Quoted text:
The Joy of the Fujifilm x100T

Fujifilm x100T

Today I’d like to talk about one of my favorite new toys: the Fujifilm x100T. I bought as a birthday treat for myself back in July, and have had only a few opportunities to really use it since then. However, the times I have used it, I’ve experienced a joy that reminds me of why I ever loved photography in the first place.


The first thing you should know about the x100T is that it has a fixed 23mm f/2 lens, which is equivalent to 35mm. In other words, if you want to zoom in and out, you have to use your feet. The design harkens back to an earlier time (though it does come in an all black version that looks slightly less retro), and the similarities to old film cameras don’t end there. Which brings me to the second thing you should know about the x100T: it has lots of physical controls. Metal knobs, rings, wheels. They feel cool to the touch, are heavy-duty, durable, and make a satisfying “click” when you turn them. That physicality is key to the experience: you feel like you’re finally manipulating hardware instead of just software. Sure, you can use the screen to set stuff too, but why would you want to?

Instructions to follow: According to the x100T write-up above, what lens is fixed on the camera?

Material provided:
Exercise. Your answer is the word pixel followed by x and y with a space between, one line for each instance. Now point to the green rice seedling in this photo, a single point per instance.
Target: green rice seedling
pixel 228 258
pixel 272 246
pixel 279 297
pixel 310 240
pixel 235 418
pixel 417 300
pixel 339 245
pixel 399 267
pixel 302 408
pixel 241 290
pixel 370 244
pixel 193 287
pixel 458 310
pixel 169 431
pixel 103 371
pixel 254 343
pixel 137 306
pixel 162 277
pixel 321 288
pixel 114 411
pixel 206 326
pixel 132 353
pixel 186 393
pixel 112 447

Output of the task: A fixed 23mm f/2 lens, equivalent to 35mm.